YOUR TASK: The required output is every line from the beginning of the entries below through the line that includes "Target: green leaf", copied exactly.

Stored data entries

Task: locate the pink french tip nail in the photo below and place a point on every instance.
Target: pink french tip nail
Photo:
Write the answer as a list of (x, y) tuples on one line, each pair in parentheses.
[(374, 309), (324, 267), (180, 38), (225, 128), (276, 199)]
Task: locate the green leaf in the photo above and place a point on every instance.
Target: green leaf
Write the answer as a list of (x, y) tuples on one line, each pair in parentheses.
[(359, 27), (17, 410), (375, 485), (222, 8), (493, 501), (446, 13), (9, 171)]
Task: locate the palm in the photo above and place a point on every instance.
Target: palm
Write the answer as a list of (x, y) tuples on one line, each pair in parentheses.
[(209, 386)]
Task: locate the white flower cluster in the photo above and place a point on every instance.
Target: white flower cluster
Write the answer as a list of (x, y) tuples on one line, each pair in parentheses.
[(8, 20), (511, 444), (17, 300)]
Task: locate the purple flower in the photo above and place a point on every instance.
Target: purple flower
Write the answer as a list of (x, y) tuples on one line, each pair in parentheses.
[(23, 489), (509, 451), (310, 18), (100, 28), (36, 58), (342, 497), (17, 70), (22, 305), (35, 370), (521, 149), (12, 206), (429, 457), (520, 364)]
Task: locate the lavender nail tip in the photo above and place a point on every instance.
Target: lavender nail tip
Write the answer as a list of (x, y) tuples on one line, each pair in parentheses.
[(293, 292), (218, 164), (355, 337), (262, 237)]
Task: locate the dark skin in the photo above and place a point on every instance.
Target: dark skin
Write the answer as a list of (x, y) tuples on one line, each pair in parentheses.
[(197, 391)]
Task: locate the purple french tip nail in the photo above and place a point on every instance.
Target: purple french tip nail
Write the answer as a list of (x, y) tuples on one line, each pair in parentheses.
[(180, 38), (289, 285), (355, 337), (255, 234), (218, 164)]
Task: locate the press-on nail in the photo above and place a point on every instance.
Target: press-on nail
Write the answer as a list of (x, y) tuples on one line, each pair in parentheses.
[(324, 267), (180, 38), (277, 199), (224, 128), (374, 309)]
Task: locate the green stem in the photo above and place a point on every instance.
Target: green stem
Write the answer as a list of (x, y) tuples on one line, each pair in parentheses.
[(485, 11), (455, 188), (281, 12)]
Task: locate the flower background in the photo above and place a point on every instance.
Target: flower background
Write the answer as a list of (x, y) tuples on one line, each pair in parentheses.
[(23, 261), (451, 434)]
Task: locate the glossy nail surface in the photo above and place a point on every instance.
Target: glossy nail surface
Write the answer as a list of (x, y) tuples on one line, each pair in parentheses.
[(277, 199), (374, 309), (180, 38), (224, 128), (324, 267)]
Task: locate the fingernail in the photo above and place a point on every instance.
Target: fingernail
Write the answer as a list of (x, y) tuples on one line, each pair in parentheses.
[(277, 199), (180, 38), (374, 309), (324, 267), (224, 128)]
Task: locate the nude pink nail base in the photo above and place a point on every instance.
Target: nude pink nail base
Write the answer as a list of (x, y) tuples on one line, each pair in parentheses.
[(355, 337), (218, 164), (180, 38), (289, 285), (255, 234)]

YOUR RESPONSE:
Task: locate the pink french tip nail in the photo below and place a point on every instance.
Target: pink french tip nail
Photo:
Write the answer as a list of (x, y) tuples on one line, each pair in parentheses.
[(374, 309), (324, 267), (180, 38), (225, 128), (276, 199)]
Task: locate the green leaf in the photo above and place a point on every instance.
Target: green leaf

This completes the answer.